TEXT SHOWN
· · ·

# 29+, Full Suspension Bike for Geezers?



## kaBLOOnie (Sep 22, 2017)

I just bought a Trek Full Stache bike, full suspension, with 29 X 3" tires. Although the bike is marketed towards rugged backcountry trails and bike-packers, I think the bike is great for geezers in general.









I am not interested in breaking bones or being injured on technical trails. I like having big tires that just roll over stuff. Even when riding dirt roads, this bike does well on washboard.

Another possible trait for geezers is that they got interesting in biking before mountain bikes were even invented. But there were half as many cars on the road back then, and most drivers actually looked out their windshields, instead of playing with their gadgets inside the car.

Therefore they might "mountain" bike just to get away from cars, that is, ride on dirt roads. I haven't found the Trek Full Stache to be handicapped on dirt roads at all. It just makes the road seem smooth.

So there it is for what it is worth: my endorsement of this category of bike for geezers who just love healthy, safe pedaling. The kids can break their necks on technical trails if that is what they want.


----------



## Lone Rager (Dec 13, 2013)

29+ doesn't preclude breaking your neck on technical trails. You can do that with any wheel size. The bigger they are, the harder they fall?


----------



## kaBLOOnie (Sep 22, 2017)

I wonder if you are thinking of "moral hazard." I will be careful not to let these big wheels suck me into MORE TECHNICAL trails than I am used to doing.


----------



## DeadGrandpa (Aug 17, 2016)

kaBLOOnie said:


> I wonder if you are thinking of "moral hazard." I will be careful not to let these big wheels suck me into MORE TECHNICAL trails than I am used to doing.


 I'm a geezer less than a year into off pavement riding, for exactly the reasons you posed.
Those big wheels on my 1120 (rigid 29+ cousin to Stache) have gotten me through technical trails I wasn't prepared for, but I went SLOWLY. You just need to concentrate and don't be ashamed to push the bike through tough sections. Alright, be ashamed, but better shame than fractured bones and off your bike for months. Frankly, I enjoy the gravel on both my 1120 and my Tallboy (27.5x2.8) better than white knuckle bombing down unfamiliar singletrack that can turn sickeningly dangerous without warning. Is the FS overkill on washboard or rutted gnarly gravel? Maybe, but who cares? Comfort and stability are more fun than a trip to the ER when you get to my age.


----------



## Galeforce5 (Jun 7, 2013)

· · ·

OBJECTIVE A
In the forum thread on 29+ bikes, take the part that opens with the words containing "Another possible trait" and closes with "(Dec 13, 2013)", and write it out again, substituting "automobiles" for "cars".
OBJECTIVE B
Continue the forum thread on 29+ bikes from the point where it stops.
The listing has nothing to do with the forum thread on 29+ bikes.

RECORDS PROVIDED
· · ·

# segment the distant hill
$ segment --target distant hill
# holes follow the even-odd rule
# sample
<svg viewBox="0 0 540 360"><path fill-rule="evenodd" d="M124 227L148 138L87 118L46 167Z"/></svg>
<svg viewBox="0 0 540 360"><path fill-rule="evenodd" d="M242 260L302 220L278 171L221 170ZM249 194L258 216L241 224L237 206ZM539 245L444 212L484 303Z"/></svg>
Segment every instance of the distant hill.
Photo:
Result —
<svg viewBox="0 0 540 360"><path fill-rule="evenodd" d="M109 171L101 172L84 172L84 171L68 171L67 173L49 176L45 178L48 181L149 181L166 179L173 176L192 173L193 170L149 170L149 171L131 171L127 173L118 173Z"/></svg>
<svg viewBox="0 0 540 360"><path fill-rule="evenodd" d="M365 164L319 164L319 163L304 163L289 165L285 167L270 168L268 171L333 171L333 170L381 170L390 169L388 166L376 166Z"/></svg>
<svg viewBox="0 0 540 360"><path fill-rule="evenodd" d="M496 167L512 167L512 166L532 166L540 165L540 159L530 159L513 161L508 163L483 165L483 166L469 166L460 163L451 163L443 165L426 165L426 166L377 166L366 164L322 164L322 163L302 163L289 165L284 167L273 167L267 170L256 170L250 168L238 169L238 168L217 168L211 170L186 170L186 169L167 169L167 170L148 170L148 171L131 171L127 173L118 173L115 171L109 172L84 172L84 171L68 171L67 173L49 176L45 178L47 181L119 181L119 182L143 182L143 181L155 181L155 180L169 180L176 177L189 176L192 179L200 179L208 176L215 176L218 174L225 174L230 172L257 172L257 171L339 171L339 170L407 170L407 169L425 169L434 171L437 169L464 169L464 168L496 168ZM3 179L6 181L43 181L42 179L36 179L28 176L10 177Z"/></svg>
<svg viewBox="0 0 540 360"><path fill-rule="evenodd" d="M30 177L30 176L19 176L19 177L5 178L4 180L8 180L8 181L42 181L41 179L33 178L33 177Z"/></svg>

· · ·

REPLY A
Another possible trait for geezers is that they got interesting in biking before mountain bikes were even invented. But there were half as many automobiles on the road back then, and most drivers actually looked out their windshields, instead of playing with their gadgets inside the car.

Therefore they might "mountain" bike just to get away from automobiles, that is, ride on dirt roads. I haven't found the Trek Full Stache to be handicapped on dirt roads at all. It just makes the road seem smooth.

So there it is for what it is worth: my endorsement of this category of bike for geezers who just love healthy, safe pedaling. The kids can break their necks on technical trails if that is what they want.


----------



## Lone Rager (Dec 13, 2013)

REPLY B
kaBLOOnie said:


> I just bought a Trek Full Stache bike, full suspension, with 29 X 3" tires. Although the bike is marketed towards rugged backcountry trails and bike-packers, I think the bike is great for geezers in general.
> 
> View attachment 1202948
> 
> ...


What about speed? How is it on smoother stuff? Do you notice a letdown in speed, harder to pedal, etc.?


----------



## Sanchofula (Dec 30, 2007)

About the only thing I found limiting in a bike like the Full Stache is the long wheelbase, such as riding steep technical rock gardens (Mr Toads, Capy Ahab) but if you're riding terrain like that, you have other things to worry about 

Every wheel size has pros and cons, the size you choose should based on the terrain you ride.

The Full Stache is a fast as the person riding it. It is a bulky bike, 3" tires and a big frame take some additional energy to motivate, it just depends on what you want from your bike. A carbon or aluminum framed hardtail Stache would suit most people, the Full Stache is more suited for "bumpy suiff".

The Trek Fuel EX 29 is likely a better choice for most folks, it won't take a 3" tire, but it'll take 2.8"; which is a more multi use tire. I ride my Full Stache with 2.6/2.8 tires.

I'm not a big box bike guy, but Trek has the rear suspension dialed on their bikes.



Galeforce5 said:


> What about speed? How is it on smoother stuff? Do you notice a letdown in speed, harder to pedal, etc.?


----------



## kaBLOOnie (Sep 22, 2017)

What smoother stuff!? I never find anything smooth...

OK, just kidding. Sometimes the road/trail surface is smooth. But when that happens, it is a brief miracle that any bike is good at handling. Small performance differences just don't matter to me.

What I care about is the bumpy stuff. Can the bike make that stuff seem semi-smooth? Can I take my eyes off the crappy rocks and bumps 10 feet in front of me, and enjoy the glorious scenery off at a distance.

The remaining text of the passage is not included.